◆ **EXERCISE DETAILS**: In your answer, every line of the records should be written out exactly.

◆ **RECORDS SUPPLIED**:

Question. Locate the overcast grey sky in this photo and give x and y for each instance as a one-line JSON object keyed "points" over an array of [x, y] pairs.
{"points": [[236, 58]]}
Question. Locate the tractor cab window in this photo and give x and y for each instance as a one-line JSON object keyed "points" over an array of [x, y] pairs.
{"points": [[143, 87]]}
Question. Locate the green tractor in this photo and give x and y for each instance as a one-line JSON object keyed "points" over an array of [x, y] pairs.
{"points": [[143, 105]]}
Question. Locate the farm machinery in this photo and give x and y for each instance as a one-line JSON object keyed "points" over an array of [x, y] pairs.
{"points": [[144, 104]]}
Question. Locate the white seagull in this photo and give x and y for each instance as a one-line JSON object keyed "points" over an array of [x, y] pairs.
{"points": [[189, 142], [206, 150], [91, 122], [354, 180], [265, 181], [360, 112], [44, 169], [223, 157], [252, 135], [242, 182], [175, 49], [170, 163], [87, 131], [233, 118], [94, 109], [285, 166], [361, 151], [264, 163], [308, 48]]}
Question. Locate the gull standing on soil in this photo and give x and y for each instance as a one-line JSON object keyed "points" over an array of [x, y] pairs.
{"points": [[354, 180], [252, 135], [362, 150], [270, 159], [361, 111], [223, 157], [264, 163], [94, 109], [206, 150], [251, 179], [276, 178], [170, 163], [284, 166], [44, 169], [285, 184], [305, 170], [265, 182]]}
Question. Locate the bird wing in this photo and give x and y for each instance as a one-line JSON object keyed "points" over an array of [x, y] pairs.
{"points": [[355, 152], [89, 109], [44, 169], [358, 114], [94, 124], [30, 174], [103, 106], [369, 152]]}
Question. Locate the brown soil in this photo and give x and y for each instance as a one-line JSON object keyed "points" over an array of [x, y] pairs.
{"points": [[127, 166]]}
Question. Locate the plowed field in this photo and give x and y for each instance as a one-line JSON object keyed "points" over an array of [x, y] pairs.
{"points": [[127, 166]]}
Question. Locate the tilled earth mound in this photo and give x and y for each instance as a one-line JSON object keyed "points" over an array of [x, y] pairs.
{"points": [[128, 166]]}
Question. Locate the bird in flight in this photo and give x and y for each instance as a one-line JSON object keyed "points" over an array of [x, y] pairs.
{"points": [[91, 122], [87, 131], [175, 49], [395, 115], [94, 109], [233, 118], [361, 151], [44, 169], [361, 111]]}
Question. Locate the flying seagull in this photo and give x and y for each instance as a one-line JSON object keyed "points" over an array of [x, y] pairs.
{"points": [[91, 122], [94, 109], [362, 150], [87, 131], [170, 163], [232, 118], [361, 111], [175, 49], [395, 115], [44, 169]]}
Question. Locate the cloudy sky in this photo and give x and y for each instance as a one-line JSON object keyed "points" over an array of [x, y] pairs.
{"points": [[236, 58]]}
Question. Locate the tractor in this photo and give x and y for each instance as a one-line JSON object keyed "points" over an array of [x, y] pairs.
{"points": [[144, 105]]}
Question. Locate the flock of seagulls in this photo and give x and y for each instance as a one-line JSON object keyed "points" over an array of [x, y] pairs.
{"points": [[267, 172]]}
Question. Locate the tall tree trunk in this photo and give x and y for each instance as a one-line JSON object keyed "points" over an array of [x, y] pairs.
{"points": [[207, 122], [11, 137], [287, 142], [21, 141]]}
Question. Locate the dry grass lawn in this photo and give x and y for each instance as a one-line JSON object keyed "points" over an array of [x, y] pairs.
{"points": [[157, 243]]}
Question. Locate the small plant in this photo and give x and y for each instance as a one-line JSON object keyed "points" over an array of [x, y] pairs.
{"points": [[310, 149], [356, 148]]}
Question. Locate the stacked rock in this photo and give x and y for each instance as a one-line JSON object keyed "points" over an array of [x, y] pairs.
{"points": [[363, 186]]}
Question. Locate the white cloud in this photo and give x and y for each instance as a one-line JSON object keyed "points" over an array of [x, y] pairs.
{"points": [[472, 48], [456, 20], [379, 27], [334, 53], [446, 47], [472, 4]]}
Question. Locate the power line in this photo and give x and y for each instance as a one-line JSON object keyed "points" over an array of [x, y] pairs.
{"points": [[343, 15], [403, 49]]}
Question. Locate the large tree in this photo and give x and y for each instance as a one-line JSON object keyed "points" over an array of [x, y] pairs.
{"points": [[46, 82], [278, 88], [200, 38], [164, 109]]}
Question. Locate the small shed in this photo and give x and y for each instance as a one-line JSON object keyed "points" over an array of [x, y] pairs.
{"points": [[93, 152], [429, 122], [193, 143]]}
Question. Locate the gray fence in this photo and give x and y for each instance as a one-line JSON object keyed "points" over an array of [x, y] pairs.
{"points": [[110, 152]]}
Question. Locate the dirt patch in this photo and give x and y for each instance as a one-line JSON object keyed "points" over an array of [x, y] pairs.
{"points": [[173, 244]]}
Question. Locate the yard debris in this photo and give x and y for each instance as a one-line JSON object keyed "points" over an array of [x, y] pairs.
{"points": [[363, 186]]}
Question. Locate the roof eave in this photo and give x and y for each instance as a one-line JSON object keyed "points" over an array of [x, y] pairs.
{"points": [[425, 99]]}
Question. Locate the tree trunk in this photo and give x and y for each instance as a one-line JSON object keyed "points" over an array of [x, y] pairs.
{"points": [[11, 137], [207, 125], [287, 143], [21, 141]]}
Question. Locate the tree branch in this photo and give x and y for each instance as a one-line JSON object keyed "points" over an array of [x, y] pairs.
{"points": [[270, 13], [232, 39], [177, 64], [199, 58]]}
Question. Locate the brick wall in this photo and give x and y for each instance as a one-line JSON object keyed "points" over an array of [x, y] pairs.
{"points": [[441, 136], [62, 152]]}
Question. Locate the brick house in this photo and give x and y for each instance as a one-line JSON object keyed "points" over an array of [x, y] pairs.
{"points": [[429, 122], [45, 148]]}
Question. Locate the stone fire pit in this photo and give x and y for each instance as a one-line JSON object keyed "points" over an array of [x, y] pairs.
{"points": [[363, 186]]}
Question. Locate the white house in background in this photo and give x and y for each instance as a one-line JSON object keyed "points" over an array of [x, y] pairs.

◆ **EXPECTED OUTPUT**:
Question. Locate the overcast grey sky in this photo and give x and y for each instance as a one-line JSON object keyed "points" over an array of [x, y] pairs.
{"points": [[236, 58]]}
Question. Locate the tractor cab window in this photo and give x and y for each instance as a one-line JSON object keyed "points" over an array of [x, y] pairs.
{"points": [[143, 87]]}
Question. Locate the green tractor in this photo and give x and y for each instance as a one-line JSON object keyed "points" over an array of [x, y] pairs.
{"points": [[143, 105]]}
Question. Locate the farm machinery in this photo and give x and y for each instance as a one-line JSON object keyed "points" over an array of [x, y] pairs.
{"points": [[144, 104]]}
Question. Locate the white seagull in this photo and give x and y for each instance as a one-line JSON object keyed "points" over an array of [x, y] pairs.
{"points": [[189, 142], [206, 150], [91, 122], [354, 180], [265, 181], [360, 112], [44, 169], [223, 157], [252, 135], [242, 182], [175, 49], [170, 163], [87, 131], [233, 118], [94, 109], [285, 166], [361, 151], [264, 163], [308, 48]]}
Question. Locate the gull standing on soil in this photo and give x and y for each instance as a one-line JSON object keyed "points" over an array of [x, y] pairs.
{"points": [[354, 180], [252, 135], [362, 150], [270, 159], [361, 111], [223, 157], [264, 163], [94, 109], [206, 150], [251, 179], [276, 178], [170, 163], [284, 166], [44, 169], [285, 184], [305, 170], [265, 182]]}
Question. Locate the bird wing in this photo and give x and y for each instance as a one-line JSON object keyed "points" over an array of [x, y] pairs.
{"points": [[355, 152], [89, 109], [44, 169], [358, 114], [94, 124], [30, 174], [103, 106], [369, 152]]}
Question. Locate the brown soil in this photo and give x and y for each instance as a one-line JSON object keyed "points" over an array of [x, y] pairs.
{"points": [[127, 166]]}
Question. Locate the plowed field in this photo and give x and y for each instance as a one-line JSON object keyed "points" over an array of [x, y] pairs.
{"points": [[127, 166]]}
Question. Locate the tilled earth mound in this photo and give x and y for each instance as a one-line JSON object keyed "points" over an array of [x, y] pairs.
{"points": [[128, 166]]}
Question. Locate the bird in flight in this photo and give x and y for each instance as a one-line JSON object keyed "points" over an array of [x, y] pairs.
{"points": [[91, 122], [87, 131], [175, 49], [395, 115], [94, 109], [233, 118], [361, 151], [44, 169], [361, 111]]}
Question. Locate the flying seagull in this photo and give x and y for each instance as a one-line JSON object keyed "points" over an array of [x, y] pairs.
{"points": [[91, 122], [94, 109], [362, 150], [87, 131], [170, 163], [232, 118], [361, 111], [175, 49], [395, 115], [44, 169]]}
Question. Locate the cloudy sky in this photo and give x and y for each instance as a one-line JSON object keyed "points" over an array of [x, y] pairs.
{"points": [[236, 58]]}
Question. Locate the tractor in this photo and give x and y for each instance as a one-line JSON object keyed "points" over an array of [x, y] pairs.
{"points": [[144, 105]]}
Question. Locate the flock of seagulls in this photo and give x and y for each instance as a one-line JSON object keyed "points" over an array of [x, y] pairs.
{"points": [[267, 172]]}
Question. Locate the tall tree trunk in this photo and give x and y for each instance as a one-line JSON object keyed "points" over an array of [x, y] pairs.
{"points": [[207, 122], [11, 137], [287, 142], [21, 141]]}
Question. Locate the dry grass lawn in this photo and give x and y for each instance as a one-line JSON object keyed "points" over an array of [x, y] pairs.
{"points": [[157, 243]]}
Question. Locate the small plant in this photo and give x and y for each instance as a one-line JSON object keyed "points" over an array of [x, y] pairs.
{"points": [[310, 149], [356, 148]]}
Question. Locate the stacked rock in this photo and give x and y for each instance as a one-line JSON object keyed "points" over an array of [x, y] pairs.
{"points": [[363, 186]]}
Question. Locate the white cloud in this photo and give x and y for each instance as a one-line JSON object keyed "points" over an array of [x, y] pairs.
{"points": [[472, 48], [456, 20], [379, 27], [334, 53], [446, 47], [472, 4]]}
Question. Locate the power line in this photo and give x and y for each instance as a one-line JSON object keyed "points" over an array of [x, y] pairs.
{"points": [[343, 15], [403, 49]]}
Question. Locate the large tree in this photo and give x and y for each instance as a one-line JSON object keyed "points" over an array of [x, y] pairs.
{"points": [[46, 82], [278, 88], [200, 38], [164, 109]]}
Question. Locate the small shed in this photo and give x and y for each instance as a one-line JSON object keyed "points" over an array of [x, y] pairs.
{"points": [[93, 152], [429, 122], [193, 143]]}
Question. Locate the gray fence in this photo and give x and y for each instance as a one-line JSON object keyed "points" over an array of [x, y] pairs.
{"points": [[110, 152]]}
Question. Locate the dirt patch in this photo and give x and y for each instance as a one-line JSON object keyed "points" over an array of [x, y] pairs.
{"points": [[173, 244]]}
Question. Locate the yard debris in this photo and give x and y for each instance as a one-line JSON object keyed "points" over an array of [x, y] pairs.
{"points": [[363, 186]]}
Question. Locate the roof eave in this photo and give x and y for each instance as a one-line JSON object keyed "points" over an array of [x, y] pairs.
{"points": [[425, 99]]}
Question. Locate the tree trunk in this photo and give x and y for each instance as a one-line JSON object keyed "points" over an array of [x, y] pairs.
{"points": [[11, 137], [207, 125], [287, 143], [21, 141]]}
Question. Locate the tree branch in this photo and give x and y for each instance as a one-line JSON object keyed "points" over an array of [x, y] pairs.
{"points": [[270, 13], [232, 39], [177, 64], [199, 58]]}
Question. Locate the brick wall in this photo and give x and y for each instance as a one-line JSON object keyed "points" over an array of [x, y] pairs.
{"points": [[441, 136], [62, 152]]}
Question. Locate the brick house in this photo and give x and y for each instance as a one-line JSON object keyed "points" over an array of [x, y] pairs.
{"points": [[429, 122], [45, 148]]}
Question. Locate the stone fire pit in this photo and give x and y for each instance as a one-line JSON object keyed "points" over an array of [x, y] pairs.
{"points": [[363, 186]]}
Question. Locate the white house in background in this photo and give x and y for each instance as a one-line JSON object keyed "points" over an array of [x, y] pairs.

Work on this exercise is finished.